Kelly - you are funny    Know exactly what you mean about sitting in the hairdressers and saying oooh yess thanks great and then tipping them as well!  Arrrgghh why do we do that??  Having that cape around you and sitting in the middle of a salon you just feel so damn vulnerable!  I'm sure that really it's lovely and you are gorgey but you just need a little bit of time to get used to it!  Yes good idea about property ladder thread!!  Oh and also think it could well be AF coming early because of your HSG.  Your cycle's been knocked out of kilter...  oh what fun isn't it?  NOT  

Bye Perks - enjoy Rhodes it'll be luverley to have all that sun!!  Naughty DH with his washing requests!!!
H xx


----------



## jess p

Just popped on to wish KJ & DH all the very, very best for tonight - will be thinking of you both!

Bad news from me, I'm afraid - AF has arrived - absolutley gutted - didn't think I'd feel quite this bad - I knew it was coming but even after so many BFNs I still half hoped it was implantation - feel old & crap.

Thanks for all your   vibes.

Love jess xxx


----------



## smcc

Oh Jess,
Just wanted to say how sorry I am to hear that Af has arrived. It's only natural to feel gutted after all you've been through. Life's just so unfair isn't it.
Thanks for your pms.
Look after yourself.
sarah
x


----------



## shazia

Hi Girls, Soo much going on, really hope I don't forget someone.

Jess had written something else for you but have just read ur news so wanted to tell you how sorry I am, I feel so much for you it must be so hard. You are a beautiful person and you must remember that. Sending you so much love and hugs xxxxxxxxxxxxxxxxxxxxxxxxxx 

Catwoman where are you today? Is everything ok? Sending you lots of love xxx

Manda   so pleased ur back. Lucky you moving to Devon..where are you now?

Catspj's so sorry to hear you got a bfn, stick with us sweetheart and we'll do our damndest to make you feel better xxx

KJ oooohhhh you'll be there now      really hope you get the result you want.

Holly have got a spare room big enough for you to live in, oh and theres just enough room for all my ironing too!!!!!!    

Jilly good on ya girl for making that decision, it so not easy to do and I really admire you for that! Sending you lots of love xxx

Erika can't believe you have been let down again, why is life so unfair. As others have said I would go in and really plead your case, even using your dh's postings and saying you don't know where he will be then and its gonna be so stressful and thats no good for txt anyway. Thinking of you sweetpea xxx

Hey Julie, glad the blood test went ok, whens the next one? Hope ur ok sweets.

Big love Perky   have a fab holiday

Really sorry to those have missed, sending you all      

Well have nearly finished second week at work, thanks to all of you who have asked after me and work. Its been ok really, its all coming back to me. Got in today and found out that yesterday just after I left there had been a huge ruckas in the student common room over a game of pool between a big gang of students and two of them got stabbed!!! Wondered why there were loads of police around the grounds this morning. Nice place I work!!! Put a bit of pressure on dh when he got home and said are you happy for me to be working in that environment Will be going in tomorrow with my bullet proof vest on  

Also forgot how rude and sarky students can be these days. When I was at College I would never have spoken to adults like they do, it just wouldn't have occurred to me, but if you cannot give them what they want when they want it, they get all arsey, its unbelievable, little buggers!!!

**ACTION ITEM**:
Please retype the part of the forum thread above, starting with "KJ oooohhhh you'll" and going on through "my ironing too!!!!!!".

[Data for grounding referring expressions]
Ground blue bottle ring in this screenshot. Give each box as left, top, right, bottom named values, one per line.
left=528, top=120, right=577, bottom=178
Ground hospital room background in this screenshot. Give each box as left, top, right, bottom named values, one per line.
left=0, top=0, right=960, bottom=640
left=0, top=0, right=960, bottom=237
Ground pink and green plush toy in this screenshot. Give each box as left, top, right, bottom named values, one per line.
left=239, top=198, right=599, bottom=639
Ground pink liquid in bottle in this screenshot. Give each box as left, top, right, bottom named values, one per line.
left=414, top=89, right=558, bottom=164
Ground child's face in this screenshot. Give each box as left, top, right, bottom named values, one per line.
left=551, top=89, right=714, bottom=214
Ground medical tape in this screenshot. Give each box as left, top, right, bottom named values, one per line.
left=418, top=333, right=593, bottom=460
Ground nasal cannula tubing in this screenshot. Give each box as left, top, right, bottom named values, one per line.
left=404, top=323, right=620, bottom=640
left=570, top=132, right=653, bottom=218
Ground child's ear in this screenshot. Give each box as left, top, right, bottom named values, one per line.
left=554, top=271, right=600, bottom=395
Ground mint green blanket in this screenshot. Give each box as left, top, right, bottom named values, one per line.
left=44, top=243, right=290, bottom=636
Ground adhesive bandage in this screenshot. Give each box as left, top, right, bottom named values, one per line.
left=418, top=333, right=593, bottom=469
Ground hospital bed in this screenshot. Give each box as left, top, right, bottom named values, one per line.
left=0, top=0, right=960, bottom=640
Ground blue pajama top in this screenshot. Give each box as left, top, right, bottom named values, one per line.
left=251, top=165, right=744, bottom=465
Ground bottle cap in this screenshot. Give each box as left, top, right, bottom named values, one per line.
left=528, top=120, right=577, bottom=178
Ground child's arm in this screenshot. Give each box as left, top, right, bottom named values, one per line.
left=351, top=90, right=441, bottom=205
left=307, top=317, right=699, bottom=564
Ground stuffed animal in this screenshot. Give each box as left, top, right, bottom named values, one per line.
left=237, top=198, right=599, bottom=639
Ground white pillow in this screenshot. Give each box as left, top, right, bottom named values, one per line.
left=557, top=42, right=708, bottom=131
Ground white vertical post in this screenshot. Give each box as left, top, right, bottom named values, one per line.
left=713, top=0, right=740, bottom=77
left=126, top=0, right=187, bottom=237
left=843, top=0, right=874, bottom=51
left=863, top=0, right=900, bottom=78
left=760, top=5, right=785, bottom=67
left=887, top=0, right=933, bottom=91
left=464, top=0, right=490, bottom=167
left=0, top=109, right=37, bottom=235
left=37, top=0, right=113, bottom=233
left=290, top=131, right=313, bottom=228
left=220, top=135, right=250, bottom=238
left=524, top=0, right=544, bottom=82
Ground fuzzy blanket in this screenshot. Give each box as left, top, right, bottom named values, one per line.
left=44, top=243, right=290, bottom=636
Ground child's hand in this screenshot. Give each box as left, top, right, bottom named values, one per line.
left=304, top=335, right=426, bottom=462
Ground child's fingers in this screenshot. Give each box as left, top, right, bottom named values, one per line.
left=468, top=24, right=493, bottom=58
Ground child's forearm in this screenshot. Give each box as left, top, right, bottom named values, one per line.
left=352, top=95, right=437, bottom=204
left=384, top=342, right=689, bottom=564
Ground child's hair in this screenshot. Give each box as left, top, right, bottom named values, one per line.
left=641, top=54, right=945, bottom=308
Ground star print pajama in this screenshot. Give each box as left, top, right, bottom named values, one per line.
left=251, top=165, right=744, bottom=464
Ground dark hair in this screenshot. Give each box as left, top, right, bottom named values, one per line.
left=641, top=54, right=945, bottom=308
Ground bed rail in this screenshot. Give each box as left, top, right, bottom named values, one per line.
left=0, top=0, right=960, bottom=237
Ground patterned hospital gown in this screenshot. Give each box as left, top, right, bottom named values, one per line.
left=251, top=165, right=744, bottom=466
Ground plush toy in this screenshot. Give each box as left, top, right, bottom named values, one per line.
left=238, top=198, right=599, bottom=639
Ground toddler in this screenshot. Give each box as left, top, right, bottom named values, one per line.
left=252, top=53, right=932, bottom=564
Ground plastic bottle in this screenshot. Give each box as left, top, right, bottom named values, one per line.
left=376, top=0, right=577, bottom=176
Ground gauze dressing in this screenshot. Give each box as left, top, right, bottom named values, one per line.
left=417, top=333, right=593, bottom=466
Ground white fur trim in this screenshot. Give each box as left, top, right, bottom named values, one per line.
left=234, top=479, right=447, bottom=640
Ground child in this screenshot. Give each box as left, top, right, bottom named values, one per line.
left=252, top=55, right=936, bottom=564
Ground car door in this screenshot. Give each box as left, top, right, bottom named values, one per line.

==

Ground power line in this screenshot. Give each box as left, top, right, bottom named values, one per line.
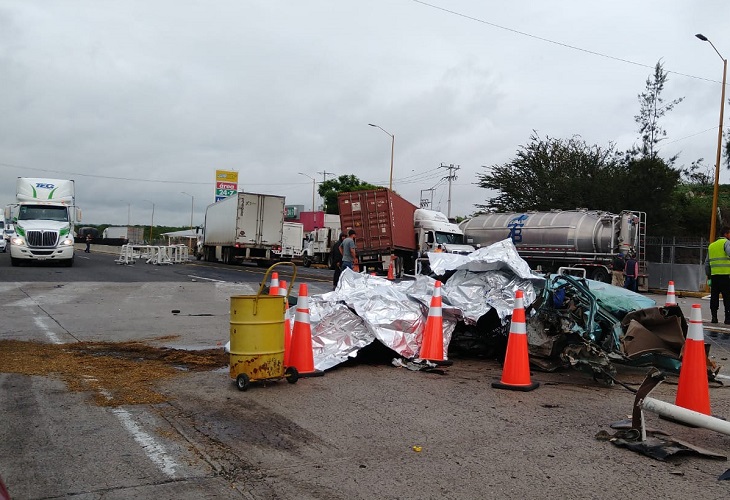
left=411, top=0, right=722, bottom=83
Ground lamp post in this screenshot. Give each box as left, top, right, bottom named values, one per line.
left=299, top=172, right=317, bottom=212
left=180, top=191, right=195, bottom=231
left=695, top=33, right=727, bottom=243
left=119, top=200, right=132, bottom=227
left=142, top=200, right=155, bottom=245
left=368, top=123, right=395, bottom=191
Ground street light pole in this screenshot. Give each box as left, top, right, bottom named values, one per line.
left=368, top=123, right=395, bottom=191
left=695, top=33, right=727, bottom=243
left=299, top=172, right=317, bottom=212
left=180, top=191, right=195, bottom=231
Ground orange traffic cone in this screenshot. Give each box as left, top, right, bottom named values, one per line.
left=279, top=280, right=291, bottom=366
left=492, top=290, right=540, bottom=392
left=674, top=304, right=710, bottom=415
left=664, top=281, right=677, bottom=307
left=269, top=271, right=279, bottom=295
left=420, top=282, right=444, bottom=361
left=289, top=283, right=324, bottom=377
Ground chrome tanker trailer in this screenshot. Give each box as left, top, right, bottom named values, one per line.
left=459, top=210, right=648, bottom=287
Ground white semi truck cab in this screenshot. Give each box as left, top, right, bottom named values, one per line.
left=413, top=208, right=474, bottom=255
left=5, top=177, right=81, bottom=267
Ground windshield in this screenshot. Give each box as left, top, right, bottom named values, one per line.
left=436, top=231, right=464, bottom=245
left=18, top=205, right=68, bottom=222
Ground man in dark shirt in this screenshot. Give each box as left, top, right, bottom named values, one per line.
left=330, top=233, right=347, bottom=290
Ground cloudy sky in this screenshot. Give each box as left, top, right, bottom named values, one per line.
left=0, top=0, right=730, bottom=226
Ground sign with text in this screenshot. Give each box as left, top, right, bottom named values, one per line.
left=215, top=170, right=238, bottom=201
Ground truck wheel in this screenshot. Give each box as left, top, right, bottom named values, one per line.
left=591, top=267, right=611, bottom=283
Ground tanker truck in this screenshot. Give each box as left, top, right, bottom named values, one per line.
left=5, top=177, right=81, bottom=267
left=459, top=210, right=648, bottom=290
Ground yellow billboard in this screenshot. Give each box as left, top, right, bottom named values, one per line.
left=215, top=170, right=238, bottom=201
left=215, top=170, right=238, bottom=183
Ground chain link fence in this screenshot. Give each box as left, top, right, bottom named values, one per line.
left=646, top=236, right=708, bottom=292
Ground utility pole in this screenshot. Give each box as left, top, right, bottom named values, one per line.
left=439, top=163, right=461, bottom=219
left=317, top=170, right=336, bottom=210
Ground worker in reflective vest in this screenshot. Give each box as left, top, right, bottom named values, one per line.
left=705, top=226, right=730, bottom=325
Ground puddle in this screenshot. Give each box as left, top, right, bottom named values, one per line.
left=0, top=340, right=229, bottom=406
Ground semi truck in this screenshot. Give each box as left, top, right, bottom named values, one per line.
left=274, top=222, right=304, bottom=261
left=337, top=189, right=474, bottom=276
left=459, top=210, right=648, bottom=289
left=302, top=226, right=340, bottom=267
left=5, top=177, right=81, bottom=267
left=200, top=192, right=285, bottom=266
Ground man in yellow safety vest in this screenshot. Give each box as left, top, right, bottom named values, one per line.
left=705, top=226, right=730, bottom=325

**EXERCISE RESULT**:
KJ oooohhhh you'll be there now      really hope you get the result you want.

Holly have got a spare room big enough for you to live in, oh and theres just enough room for all my ironing too!!!!!!